▶ [任务 A]: 列出下文选文中介绍的 Milvus 全部特点，只写各项名称。
▶ [任务 B]: 请续写这篇在银河麒麟上安装 Milvus 的选文，从其最后一句之后接着写。

▶ [选文]:
银河麒麟之milvus向量数据库安装

一、milvus向量数据库简介

  Milvus是一款开源的向量数据库,旨在为用户提供高性能、可扩展和易于使用的向量存储和检索服务。Milvus支持多种向量相似度搜索算法,包括余弦相似度、欧氏距离等,能够满足不同应用场景下的需求。Milvus具有以下特点:

  1. 高性能:Milvus采用了优化的向量索引结构和查询算法,能够快速高效地进行向量检索。
  2. 可扩展性:Milvus支持水平扩展,可以轻松地扩展到上百亿甚至更大规模的向量数据。
  3. 易于使用:Milvus提供了丰富的API和客户端SDK,方便用户快速集成和使用。

  Milvus适用于各种向量数据的存储和检索场景,包括图像搜索、推荐系统、智能问答等。用户可以通过Milvus快速构建高性能的向量检索系统,提升数据处理和查询效率。博文实验环境如下:

  • 操作系统:银河麒麟桌面版 V10 SP1
  • milvus版本:2.3.9

二、安装步骤

1、安装docker

  milvus单机安装,官网建议使用docker方式安装,所以我们需要先安装docker。docker引擎适配的安装环境中并没有银河麒麟,我们可以使用二进制安装方式。银河麒麟环境下安装docker,可以参考博文Docker之centos7环境离线安装
在这里插入图片描述

2、下载standalone_embed.sh

root@kylinv10:/data# wget https://raw.githubusercontent.com/milvus-io/milvus/master/scripts/standalone_embed.sh

3、启动milvus容器

  首次执行启动脚本会查找milvus容器镜像,找不到会自动拉取milvus镜像文件。拉取完成后会根据脚本中配置的启动参数启动milvus容器。

root@kylinv10:/data# bash standalone_embed.sh start
Wait for Milvus Starting…
Start successfully.

▶ [存储数据]:

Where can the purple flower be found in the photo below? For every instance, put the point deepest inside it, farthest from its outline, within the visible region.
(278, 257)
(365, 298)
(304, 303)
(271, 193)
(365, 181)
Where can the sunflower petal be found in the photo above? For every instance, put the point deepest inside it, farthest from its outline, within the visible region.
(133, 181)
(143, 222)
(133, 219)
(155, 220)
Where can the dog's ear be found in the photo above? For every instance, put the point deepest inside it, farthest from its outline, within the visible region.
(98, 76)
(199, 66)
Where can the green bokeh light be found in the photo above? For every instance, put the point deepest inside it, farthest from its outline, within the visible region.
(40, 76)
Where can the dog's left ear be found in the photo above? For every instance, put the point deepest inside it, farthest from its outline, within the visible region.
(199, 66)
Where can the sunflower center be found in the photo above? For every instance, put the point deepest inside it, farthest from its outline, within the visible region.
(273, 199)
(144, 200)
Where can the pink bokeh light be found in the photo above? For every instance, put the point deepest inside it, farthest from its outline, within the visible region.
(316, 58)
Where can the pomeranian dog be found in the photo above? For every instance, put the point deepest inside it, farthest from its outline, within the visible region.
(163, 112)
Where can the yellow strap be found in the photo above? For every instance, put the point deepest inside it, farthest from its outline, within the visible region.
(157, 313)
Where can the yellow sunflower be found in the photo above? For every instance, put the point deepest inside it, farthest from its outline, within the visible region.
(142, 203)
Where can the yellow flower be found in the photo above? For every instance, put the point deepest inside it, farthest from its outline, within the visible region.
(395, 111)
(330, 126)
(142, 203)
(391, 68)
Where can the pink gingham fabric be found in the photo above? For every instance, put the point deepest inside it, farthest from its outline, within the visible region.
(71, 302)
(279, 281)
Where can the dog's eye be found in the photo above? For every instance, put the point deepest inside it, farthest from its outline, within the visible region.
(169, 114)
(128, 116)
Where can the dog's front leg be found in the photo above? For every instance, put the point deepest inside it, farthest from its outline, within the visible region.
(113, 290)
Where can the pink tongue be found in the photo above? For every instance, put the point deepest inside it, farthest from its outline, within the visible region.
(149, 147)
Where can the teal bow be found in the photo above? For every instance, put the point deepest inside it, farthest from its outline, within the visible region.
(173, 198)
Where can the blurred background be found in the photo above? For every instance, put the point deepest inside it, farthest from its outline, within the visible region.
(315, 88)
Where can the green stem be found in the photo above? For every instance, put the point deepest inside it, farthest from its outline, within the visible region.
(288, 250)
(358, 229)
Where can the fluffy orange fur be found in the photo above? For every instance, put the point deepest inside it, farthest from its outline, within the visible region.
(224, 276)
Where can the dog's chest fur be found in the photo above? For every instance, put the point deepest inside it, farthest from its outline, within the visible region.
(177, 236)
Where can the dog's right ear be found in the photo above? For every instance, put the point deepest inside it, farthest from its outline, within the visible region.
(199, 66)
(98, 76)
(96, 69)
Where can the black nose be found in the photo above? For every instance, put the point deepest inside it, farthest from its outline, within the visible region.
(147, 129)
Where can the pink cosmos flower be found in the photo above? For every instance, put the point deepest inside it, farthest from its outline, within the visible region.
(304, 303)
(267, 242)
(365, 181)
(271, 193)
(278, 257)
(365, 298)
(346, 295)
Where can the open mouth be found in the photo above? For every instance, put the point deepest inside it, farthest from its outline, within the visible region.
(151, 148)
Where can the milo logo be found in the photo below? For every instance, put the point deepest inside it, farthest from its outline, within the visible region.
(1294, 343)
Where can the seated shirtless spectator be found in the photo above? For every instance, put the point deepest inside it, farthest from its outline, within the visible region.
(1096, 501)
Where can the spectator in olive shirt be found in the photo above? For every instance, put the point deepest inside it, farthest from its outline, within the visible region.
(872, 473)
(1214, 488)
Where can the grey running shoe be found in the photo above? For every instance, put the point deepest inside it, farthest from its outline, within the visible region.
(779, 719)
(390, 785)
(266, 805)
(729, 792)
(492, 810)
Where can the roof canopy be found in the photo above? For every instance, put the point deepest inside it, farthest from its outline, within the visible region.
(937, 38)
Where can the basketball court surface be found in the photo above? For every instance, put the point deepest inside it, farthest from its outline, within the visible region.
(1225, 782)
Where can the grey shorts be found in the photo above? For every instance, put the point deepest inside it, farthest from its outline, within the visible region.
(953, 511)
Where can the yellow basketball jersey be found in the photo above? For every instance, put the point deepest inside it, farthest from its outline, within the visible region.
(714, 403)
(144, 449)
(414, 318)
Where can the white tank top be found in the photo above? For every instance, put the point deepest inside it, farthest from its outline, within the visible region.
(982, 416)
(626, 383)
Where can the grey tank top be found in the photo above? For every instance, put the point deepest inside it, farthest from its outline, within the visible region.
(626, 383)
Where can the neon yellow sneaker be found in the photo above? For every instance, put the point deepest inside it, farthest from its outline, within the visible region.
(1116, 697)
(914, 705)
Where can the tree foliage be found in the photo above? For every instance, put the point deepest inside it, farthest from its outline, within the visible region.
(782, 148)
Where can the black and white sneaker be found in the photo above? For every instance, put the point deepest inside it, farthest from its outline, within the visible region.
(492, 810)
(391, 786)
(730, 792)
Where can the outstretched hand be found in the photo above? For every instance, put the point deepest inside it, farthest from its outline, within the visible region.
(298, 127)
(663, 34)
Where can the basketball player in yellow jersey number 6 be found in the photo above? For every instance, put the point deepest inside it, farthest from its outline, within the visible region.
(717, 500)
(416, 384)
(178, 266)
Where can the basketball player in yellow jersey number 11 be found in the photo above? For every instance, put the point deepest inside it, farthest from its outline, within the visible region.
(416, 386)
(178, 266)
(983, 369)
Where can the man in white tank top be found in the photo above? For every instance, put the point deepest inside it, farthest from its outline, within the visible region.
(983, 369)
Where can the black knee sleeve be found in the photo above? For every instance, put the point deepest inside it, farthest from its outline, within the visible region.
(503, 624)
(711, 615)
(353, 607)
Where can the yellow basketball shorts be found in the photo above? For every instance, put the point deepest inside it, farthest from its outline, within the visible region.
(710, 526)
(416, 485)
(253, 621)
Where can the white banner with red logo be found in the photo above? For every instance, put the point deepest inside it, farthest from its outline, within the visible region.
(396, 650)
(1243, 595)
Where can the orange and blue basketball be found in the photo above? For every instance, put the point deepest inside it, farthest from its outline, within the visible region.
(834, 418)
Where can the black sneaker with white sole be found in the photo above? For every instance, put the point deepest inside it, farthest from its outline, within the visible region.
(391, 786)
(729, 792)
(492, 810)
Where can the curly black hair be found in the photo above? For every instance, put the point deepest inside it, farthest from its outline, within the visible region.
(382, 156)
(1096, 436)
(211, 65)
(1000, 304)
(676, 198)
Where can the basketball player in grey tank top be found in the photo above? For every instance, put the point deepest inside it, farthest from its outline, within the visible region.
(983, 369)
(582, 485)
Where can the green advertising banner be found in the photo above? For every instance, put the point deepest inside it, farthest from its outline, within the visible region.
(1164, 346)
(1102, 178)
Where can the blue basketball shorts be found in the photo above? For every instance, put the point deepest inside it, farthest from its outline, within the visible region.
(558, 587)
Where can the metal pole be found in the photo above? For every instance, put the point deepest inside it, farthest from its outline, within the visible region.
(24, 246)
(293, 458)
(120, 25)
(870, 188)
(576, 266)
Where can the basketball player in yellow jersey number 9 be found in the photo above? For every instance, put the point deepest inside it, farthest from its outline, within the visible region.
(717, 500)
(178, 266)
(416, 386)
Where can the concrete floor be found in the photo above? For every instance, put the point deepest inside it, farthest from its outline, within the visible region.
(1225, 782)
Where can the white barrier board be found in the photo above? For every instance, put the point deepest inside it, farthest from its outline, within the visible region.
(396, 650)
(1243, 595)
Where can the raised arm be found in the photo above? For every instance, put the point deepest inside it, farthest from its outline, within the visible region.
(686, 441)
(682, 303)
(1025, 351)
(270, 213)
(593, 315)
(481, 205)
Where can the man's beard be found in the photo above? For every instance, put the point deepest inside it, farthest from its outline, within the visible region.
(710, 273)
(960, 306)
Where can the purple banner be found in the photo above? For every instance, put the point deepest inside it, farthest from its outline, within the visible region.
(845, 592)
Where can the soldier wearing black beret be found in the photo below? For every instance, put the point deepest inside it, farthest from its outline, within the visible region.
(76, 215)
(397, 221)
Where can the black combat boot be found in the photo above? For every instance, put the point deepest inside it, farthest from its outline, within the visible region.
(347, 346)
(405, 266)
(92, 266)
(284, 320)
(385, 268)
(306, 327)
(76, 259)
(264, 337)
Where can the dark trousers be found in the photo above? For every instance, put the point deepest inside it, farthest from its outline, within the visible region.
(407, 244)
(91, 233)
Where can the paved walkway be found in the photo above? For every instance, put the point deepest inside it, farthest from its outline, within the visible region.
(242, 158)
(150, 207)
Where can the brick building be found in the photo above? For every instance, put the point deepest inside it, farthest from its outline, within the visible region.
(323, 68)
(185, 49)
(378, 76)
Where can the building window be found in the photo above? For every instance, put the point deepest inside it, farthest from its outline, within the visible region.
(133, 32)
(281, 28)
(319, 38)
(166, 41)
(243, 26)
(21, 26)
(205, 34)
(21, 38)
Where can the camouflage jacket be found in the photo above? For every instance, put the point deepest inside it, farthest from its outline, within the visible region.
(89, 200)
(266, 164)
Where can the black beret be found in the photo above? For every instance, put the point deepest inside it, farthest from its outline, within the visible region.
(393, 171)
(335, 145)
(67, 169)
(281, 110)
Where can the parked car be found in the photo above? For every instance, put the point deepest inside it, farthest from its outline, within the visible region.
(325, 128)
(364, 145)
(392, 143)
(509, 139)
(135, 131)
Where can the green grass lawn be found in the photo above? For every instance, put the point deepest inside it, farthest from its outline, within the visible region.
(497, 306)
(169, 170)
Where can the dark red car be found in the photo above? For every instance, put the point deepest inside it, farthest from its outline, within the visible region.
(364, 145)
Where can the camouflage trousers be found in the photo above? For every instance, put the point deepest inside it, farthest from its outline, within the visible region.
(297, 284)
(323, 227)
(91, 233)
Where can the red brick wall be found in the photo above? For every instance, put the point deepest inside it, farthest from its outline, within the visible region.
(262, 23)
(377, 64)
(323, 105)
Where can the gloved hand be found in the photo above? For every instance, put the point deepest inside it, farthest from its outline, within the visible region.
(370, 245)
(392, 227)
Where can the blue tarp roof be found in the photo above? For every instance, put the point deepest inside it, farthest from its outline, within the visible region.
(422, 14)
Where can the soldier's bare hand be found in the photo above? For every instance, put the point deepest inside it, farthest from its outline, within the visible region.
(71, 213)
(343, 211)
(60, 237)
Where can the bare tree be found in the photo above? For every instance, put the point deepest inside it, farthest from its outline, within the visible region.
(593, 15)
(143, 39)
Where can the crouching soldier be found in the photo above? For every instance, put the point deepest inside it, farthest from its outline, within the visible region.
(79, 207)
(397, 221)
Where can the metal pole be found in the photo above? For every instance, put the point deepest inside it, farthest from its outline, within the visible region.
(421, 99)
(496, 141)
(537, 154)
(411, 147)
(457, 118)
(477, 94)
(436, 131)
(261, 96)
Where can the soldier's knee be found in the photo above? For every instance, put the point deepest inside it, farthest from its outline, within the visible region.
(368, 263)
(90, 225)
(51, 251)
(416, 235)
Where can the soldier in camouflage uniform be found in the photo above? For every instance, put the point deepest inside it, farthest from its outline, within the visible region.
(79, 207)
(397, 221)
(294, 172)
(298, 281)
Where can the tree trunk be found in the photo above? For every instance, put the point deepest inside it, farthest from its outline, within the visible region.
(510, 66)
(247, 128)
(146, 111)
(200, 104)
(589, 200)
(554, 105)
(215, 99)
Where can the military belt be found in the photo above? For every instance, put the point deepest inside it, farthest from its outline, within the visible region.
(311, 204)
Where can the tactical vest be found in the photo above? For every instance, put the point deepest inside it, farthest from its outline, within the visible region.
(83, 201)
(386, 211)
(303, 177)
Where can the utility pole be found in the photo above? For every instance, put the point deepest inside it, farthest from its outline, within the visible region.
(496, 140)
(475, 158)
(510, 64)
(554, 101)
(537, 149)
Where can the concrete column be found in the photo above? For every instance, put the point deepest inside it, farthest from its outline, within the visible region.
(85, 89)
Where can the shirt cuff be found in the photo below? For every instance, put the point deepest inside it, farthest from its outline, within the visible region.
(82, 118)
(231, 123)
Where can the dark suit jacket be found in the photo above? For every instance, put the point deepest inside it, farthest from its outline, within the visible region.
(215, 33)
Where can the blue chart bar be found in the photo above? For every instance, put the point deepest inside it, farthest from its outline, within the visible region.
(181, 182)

▶ [练习答案 A]: 高性能、可扩展性、易于使用

▶ [练习答案 B]:
root@kylinv10:/data# docker images
REPOSITORY TAG IMAGE ID CREATED SIZE
milvusdb/milvus v2.3.9 4ac083425e24 3 weeks ago 987MB
在这里插入图片描述

4、查看milvus容器进程

root@kylinv10:/data# docker ps
CONTAINER ID IMAGE COMMAND CREATED STATUS PORTS NAMES
e30ad0a379a4 milvusdb/milvus:v2.3.9 “/tini – milvus run…” About a minute ago Up About a minute (healthy) 0.0.0.0:2379->2379/tcp, :::2379->2379/tcp, 0.0.0.0:9091->9091/tcp, :::9091->9091/tcp, 0.0.0.0:19530->19530/tcp, :::19530->19530/tcp milvus-standalone

5、查看milvus健康状态

  通过浏览器访问服务器IP:9091端口检查milvus服务,显示ok说明milvus向量数据库安装运行正常。
在这里插入图片描述

6、milvus服务管理

#启动milvus
bash standalone_embed.sh start
#停止milvus
bash standalone_embed.sh stop
#删除milvus容器
bash standalone_embed.sh delete

三、milvus向量库验证

1、创建一个python虚拟环境

  使用官网的hello_milvus.py代码进行验证,要求milvus版本是2.3.11,python版本3.7.1以上,为了方便python环境管理我们使用anaconda3创建一个python虚拟环境。关于anaconda3的安装和使用可以参考博文Linux之anaconda3安装及使用。博文实验环境milvus版本2.3.9也可以正常运行hello_milvus.py代码。

  • Milvus 2.3.11
  • Python 3 (3.7.1 or later)
  • PyMilvus 2.3.6

(test) wuhs@kylinv10:/tmp$ conda create -n test python=3.11

2、安装PyMilvus和numpy

  代码中需要引用numpy和pymilvus模块,使用pip3安装这两个软件包。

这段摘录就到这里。